Items from a data source:
************

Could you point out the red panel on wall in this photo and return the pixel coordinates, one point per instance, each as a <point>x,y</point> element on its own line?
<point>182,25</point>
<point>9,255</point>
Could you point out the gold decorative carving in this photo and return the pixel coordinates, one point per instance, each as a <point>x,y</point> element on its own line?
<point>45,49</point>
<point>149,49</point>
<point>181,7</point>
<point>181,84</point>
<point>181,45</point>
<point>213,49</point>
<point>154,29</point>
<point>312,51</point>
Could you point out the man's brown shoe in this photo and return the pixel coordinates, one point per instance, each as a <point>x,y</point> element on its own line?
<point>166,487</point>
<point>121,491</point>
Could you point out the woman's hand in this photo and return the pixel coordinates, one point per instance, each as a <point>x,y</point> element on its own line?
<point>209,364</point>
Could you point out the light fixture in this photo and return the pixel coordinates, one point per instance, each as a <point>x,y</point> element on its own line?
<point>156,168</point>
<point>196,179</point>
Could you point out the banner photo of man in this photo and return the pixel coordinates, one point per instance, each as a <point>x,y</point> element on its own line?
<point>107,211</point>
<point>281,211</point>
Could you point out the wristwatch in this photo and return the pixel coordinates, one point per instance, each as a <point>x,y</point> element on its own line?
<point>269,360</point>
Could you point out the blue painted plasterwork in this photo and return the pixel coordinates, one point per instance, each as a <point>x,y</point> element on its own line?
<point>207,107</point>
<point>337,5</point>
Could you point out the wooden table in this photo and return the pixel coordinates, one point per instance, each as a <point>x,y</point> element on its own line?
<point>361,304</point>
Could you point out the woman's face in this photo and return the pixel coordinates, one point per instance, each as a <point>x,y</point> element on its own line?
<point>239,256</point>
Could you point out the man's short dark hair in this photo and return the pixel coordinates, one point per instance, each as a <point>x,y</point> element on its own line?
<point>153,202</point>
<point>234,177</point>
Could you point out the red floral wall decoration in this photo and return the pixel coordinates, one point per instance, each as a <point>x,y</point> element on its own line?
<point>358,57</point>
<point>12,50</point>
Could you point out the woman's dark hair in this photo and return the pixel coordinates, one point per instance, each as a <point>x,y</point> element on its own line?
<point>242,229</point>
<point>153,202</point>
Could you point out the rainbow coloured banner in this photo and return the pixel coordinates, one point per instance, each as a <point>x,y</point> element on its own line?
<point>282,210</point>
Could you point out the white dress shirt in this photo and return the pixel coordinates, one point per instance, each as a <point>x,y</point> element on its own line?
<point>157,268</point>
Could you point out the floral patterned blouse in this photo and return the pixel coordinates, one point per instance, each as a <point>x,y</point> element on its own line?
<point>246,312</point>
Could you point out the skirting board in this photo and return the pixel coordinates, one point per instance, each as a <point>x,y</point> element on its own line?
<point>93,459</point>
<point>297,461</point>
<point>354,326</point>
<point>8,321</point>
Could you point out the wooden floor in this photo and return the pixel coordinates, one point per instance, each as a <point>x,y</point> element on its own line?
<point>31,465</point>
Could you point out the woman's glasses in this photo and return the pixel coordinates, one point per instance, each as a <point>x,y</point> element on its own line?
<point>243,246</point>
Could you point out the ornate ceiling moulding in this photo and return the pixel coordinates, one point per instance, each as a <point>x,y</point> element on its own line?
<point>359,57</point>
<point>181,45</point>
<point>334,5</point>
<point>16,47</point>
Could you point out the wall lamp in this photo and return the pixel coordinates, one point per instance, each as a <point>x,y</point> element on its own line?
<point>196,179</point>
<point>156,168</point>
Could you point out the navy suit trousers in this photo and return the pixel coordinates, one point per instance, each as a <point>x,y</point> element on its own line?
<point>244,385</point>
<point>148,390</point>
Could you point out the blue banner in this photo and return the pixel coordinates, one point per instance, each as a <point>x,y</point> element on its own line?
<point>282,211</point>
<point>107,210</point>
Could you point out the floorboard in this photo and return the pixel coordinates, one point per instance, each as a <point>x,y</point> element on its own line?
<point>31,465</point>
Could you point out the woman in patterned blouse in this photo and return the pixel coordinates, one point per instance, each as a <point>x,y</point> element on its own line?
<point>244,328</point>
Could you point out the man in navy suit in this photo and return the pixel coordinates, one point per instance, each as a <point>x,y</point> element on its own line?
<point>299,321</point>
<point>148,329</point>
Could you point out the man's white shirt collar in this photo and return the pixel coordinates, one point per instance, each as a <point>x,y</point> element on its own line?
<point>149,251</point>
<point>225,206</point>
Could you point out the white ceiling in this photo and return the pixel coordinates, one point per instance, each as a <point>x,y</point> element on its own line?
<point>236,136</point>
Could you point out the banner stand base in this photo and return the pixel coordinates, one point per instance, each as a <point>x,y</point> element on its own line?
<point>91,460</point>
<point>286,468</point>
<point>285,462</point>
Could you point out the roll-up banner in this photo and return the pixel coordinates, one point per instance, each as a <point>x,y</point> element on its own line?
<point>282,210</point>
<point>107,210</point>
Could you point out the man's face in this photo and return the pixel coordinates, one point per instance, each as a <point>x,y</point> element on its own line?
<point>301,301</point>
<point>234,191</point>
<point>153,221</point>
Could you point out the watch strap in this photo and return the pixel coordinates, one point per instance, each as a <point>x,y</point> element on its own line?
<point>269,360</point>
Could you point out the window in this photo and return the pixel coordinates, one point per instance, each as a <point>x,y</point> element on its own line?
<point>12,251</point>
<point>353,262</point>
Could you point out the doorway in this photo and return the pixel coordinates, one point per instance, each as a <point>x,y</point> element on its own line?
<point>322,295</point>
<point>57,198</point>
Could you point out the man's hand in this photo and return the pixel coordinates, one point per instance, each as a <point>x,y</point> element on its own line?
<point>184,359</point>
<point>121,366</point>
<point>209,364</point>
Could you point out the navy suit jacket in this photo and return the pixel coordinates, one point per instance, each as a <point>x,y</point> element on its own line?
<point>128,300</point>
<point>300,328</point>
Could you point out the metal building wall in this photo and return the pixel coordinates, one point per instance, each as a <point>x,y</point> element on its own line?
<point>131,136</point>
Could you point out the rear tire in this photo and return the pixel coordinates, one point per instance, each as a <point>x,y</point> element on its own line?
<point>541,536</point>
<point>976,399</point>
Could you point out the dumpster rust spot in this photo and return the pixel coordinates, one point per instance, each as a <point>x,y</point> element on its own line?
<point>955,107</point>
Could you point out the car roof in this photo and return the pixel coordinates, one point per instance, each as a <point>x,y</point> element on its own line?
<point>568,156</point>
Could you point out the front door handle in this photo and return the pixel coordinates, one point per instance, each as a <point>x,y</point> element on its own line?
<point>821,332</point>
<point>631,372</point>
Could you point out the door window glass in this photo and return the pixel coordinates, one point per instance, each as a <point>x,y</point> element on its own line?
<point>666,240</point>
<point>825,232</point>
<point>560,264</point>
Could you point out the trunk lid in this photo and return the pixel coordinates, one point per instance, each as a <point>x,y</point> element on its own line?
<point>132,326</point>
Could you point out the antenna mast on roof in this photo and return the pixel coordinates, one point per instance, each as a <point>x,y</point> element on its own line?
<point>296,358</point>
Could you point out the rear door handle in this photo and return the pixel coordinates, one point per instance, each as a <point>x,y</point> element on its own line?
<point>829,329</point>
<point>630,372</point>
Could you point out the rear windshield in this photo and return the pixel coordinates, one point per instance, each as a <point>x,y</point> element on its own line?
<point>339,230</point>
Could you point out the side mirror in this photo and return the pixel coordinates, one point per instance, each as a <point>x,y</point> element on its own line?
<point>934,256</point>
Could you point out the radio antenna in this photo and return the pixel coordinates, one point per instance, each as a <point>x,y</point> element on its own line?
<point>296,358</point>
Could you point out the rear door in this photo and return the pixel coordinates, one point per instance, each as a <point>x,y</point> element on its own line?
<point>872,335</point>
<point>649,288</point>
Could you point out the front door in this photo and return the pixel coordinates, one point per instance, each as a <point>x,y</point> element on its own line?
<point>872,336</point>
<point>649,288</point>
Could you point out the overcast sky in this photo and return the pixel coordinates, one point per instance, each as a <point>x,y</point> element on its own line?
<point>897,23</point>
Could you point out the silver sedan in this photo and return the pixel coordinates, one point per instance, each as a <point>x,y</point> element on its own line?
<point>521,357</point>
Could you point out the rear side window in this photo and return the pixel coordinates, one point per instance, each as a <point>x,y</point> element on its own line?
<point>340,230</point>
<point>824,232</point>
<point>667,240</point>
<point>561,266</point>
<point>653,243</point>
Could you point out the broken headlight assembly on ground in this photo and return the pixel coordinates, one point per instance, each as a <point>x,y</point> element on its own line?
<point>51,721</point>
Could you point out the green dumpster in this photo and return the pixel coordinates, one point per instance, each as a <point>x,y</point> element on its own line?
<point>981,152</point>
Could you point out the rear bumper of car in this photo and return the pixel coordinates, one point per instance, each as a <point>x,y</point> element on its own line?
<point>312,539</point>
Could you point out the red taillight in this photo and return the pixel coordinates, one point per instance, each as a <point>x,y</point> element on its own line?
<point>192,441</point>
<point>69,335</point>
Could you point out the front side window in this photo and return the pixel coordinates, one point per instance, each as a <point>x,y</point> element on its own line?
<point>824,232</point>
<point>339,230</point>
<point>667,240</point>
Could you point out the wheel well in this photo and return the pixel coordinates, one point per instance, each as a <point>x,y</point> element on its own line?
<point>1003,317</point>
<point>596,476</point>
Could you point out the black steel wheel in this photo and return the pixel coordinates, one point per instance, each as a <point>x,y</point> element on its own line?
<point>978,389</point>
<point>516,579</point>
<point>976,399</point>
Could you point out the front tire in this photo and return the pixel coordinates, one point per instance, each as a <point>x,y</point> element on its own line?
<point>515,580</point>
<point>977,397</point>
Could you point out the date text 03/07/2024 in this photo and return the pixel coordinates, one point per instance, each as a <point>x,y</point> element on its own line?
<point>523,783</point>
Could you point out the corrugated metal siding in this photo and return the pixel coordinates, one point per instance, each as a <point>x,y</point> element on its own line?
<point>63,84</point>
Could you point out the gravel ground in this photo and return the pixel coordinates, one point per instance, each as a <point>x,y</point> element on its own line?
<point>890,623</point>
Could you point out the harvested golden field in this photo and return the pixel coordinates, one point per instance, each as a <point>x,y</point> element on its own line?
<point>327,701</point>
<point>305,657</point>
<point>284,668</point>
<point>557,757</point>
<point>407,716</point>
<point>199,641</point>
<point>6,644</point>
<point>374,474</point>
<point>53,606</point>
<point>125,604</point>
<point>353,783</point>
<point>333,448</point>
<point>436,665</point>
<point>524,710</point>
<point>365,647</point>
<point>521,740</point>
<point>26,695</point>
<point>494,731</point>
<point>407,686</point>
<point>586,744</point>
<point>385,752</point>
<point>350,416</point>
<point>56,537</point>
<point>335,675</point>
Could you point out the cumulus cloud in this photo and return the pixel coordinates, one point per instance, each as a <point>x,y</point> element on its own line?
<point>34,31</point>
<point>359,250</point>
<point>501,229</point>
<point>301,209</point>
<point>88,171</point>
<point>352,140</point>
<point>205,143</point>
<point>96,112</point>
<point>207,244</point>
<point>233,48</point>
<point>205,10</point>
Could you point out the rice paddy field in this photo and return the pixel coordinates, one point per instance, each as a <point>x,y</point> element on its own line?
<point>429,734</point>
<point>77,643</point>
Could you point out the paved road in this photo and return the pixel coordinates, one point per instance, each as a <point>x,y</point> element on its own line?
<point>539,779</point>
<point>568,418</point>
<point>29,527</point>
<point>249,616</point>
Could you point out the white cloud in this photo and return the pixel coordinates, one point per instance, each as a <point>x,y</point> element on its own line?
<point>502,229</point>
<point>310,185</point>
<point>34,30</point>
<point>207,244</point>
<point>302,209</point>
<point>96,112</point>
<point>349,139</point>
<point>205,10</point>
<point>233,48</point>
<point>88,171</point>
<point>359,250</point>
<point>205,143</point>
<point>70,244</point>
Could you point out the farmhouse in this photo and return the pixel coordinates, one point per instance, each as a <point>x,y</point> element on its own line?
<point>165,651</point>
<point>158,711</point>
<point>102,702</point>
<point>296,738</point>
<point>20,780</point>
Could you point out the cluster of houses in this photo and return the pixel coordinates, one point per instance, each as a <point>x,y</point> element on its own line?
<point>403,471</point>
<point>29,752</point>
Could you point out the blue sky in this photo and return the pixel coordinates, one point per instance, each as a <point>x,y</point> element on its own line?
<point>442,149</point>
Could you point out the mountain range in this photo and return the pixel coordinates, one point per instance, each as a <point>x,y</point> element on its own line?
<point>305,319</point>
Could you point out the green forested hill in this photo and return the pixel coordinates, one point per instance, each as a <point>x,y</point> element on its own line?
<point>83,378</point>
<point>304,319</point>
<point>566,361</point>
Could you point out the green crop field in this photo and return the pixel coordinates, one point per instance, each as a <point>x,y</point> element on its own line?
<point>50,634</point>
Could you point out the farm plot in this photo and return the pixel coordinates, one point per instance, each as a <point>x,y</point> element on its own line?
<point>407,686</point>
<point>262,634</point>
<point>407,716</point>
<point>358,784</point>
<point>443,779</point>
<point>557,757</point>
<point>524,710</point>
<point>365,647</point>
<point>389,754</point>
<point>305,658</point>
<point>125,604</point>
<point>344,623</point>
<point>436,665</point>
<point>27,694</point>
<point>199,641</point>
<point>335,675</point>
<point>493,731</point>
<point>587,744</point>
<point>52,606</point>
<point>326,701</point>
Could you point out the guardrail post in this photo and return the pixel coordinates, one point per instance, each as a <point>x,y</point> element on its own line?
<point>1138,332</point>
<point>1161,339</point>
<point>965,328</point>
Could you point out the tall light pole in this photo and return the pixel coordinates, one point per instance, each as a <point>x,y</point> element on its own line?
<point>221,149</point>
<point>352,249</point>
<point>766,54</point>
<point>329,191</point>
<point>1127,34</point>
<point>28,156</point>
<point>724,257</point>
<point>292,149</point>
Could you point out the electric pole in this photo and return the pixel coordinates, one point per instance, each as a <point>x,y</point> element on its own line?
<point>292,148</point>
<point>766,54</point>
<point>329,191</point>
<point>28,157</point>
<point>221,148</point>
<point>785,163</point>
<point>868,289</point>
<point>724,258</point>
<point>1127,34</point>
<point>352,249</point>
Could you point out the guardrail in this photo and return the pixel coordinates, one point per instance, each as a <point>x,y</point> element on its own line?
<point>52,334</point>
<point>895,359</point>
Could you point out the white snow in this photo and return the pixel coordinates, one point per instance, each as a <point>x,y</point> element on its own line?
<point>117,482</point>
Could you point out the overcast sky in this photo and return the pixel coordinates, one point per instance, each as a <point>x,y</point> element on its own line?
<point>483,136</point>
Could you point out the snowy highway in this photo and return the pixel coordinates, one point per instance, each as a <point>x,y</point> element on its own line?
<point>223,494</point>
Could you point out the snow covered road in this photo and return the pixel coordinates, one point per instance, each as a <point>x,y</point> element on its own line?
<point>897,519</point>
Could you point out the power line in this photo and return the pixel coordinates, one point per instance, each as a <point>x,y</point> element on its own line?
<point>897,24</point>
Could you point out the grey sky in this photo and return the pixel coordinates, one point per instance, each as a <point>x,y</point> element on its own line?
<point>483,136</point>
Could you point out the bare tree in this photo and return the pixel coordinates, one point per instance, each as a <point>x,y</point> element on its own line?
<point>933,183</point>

************

**DESCRIPTION OF THE TASK**: With the line that contains "Could you point out the snowy" as the start, output every line through the end of the entries exactly. Add no other lines.

**EXERCISE ANSWER**:
Could you point out the snowy highway in this photo and return the pixel coordinates, one point per instance, each as a <point>x,y</point> element on its own line?
<point>223,494</point>
Could you point out the snow covered road in this photo and return the pixel coordinates, one point per instance, each as a <point>x,y</point> element on its own line?
<point>897,519</point>
Could you point out the power line in this photo and return the pixel coordinates, one point per instance, each as a <point>x,y</point> element on its own line?
<point>897,24</point>
Could you point out the grey sky in this photo and return the pixel coordinates, one point per instance, each as a <point>x,y</point> element on its own line?
<point>483,136</point>
Could you point out the bare tree in this photo and return the pixel coordinates, one point per instance, each as a <point>x,y</point> element on its own line?
<point>933,183</point>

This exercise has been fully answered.